Segment Start: Records provided
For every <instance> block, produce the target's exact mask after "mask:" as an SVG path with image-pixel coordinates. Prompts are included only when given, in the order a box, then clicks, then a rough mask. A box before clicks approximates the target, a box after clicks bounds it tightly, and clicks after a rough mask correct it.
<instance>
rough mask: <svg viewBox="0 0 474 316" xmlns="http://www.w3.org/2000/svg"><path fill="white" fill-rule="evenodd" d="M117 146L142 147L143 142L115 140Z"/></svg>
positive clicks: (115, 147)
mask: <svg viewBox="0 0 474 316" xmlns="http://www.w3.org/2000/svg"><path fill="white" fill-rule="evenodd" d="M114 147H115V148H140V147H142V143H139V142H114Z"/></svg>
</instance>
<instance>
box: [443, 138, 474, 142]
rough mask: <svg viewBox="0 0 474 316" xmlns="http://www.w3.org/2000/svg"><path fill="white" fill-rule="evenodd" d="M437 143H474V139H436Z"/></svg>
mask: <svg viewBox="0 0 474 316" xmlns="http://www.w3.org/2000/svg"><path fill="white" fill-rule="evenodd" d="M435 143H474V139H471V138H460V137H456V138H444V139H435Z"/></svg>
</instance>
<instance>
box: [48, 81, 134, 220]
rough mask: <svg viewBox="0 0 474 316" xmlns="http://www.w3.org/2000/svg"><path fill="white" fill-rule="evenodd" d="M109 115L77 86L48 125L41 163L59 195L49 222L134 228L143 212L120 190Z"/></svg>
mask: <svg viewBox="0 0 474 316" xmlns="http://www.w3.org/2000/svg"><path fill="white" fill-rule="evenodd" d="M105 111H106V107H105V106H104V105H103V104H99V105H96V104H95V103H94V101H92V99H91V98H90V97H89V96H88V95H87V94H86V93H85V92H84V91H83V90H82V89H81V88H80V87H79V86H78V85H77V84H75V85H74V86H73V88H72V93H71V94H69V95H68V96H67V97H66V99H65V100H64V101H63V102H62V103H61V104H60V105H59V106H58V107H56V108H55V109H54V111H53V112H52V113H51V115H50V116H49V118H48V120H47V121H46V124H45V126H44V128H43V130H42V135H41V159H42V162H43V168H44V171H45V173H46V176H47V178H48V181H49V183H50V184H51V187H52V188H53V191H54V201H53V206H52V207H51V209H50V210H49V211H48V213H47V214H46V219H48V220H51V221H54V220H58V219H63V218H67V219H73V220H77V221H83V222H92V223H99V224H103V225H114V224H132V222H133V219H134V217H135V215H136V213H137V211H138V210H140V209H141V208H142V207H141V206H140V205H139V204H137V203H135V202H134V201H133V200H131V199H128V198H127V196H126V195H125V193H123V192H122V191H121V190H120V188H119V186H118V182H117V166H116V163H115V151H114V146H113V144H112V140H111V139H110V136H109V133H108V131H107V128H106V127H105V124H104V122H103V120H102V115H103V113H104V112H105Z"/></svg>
Segment End: Records provided
__Problem__. Print every entry exactly.

__Solution to the exercise__.
For every <instance> block, produce the target's exact mask after "mask:" as an SVG path with image-pixel coordinates. Prompts are included only when given, in the order a box, then clicks, then a rough mask. A box before clicks approximates the target, a box after clicks bounds it tightly, and clicks after a rough mask correct it.
<instance>
rough mask: <svg viewBox="0 0 474 316" xmlns="http://www.w3.org/2000/svg"><path fill="white" fill-rule="evenodd" d="M117 146L142 147L143 142L115 140Z"/></svg>
positive clicks: (115, 147)
mask: <svg viewBox="0 0 474 316" xmlns="http://www.w3.org/2000/svg"><path fill="white" fill-rule="evenodd" d="M114 147H115V148H140V147H142V143H139V142H114Z"/></svg>
</instance>
<instance>
box: [443, 138, 474, 142]
rough mask: <svg viewBox="0 0 474 316" xmlns="http://www.w3.org/2000/svg"><path fill="white" fill-rule="evenodd" d="M437 143H474V139H436Z"/></svg>
mask: <svg viewBox="0 0 474 316" xmlns="http://www.w3.org/2000/svg"><path fill="white" fill-rule="evenodd" d="M435 143H474V139H471V138H460V137H456V138H444V139H435Z"/></svg>
</instance>
<instance>
box: [48, 81, 134, 220]
rough mask: <svg viewBox="0 0 474 316" xmlns="http://www.w3.org/2000/svg"><path fill="white" fill-rule="evenodd" d="M109 115L77 86L48 125L41 163L59 195L49 222L134 228L143 212L120 190Z"/></svg>
mask: <svg viewBox="0 0 474 316" xmlns="http://www.w3.org/2000/svg"><path fill="white" fill-rule="evenodd" d="M105 111H106V107H105V106H104V105H103V104H99V105H96V104H95V103H94V101H92V99H91V98H90V97H89V96H88V95H87V94H86V93H85V92H84V91H83V90H82V89H81V88H80V87H79V86H78V85H77V84H75V85H74V86H73V88H72V93H71V94H69V95H68V96H67V97H66V99H65V100H64V101H63V102H62V103H61V104H60V105H59V106H58V107H56V108H55V109H54V111H53V112H52V113H51V115H50V116H49V118H48V120H47V121H46V124H45V126H44V128H43V130H42V135H41V159H42V162H43V168H44V171H45V173H46V176H47V178H48V181H49V183H50V184H51V187H52V188H53V191H54V201H53V206H52V207H51V209H50V210H49V211H48V213H47V214H46V219H48V220H51V221H54V220H58V219H63V218H67V219H73V220H77V221H83V222H92V223H99V224H103V225H114V224H132V222H133V219H134V217H135V215H136V213H137V211H138V210H140V209H141V208H142V207H141V206H140V205H139V204H137V203H135V202H134V201H133V200H131V199H128V198H127V196H126V195H125V193H123V192H122V191H121V190H120V188H119V186H118V182H117V166H116V163H115V151H114V146H113V144H112V140H111V139H110V136H109V133H108V131H107V128H106V127H105V124H104V122H103V120H102V115H103V113H104V112H105Z"/></svg>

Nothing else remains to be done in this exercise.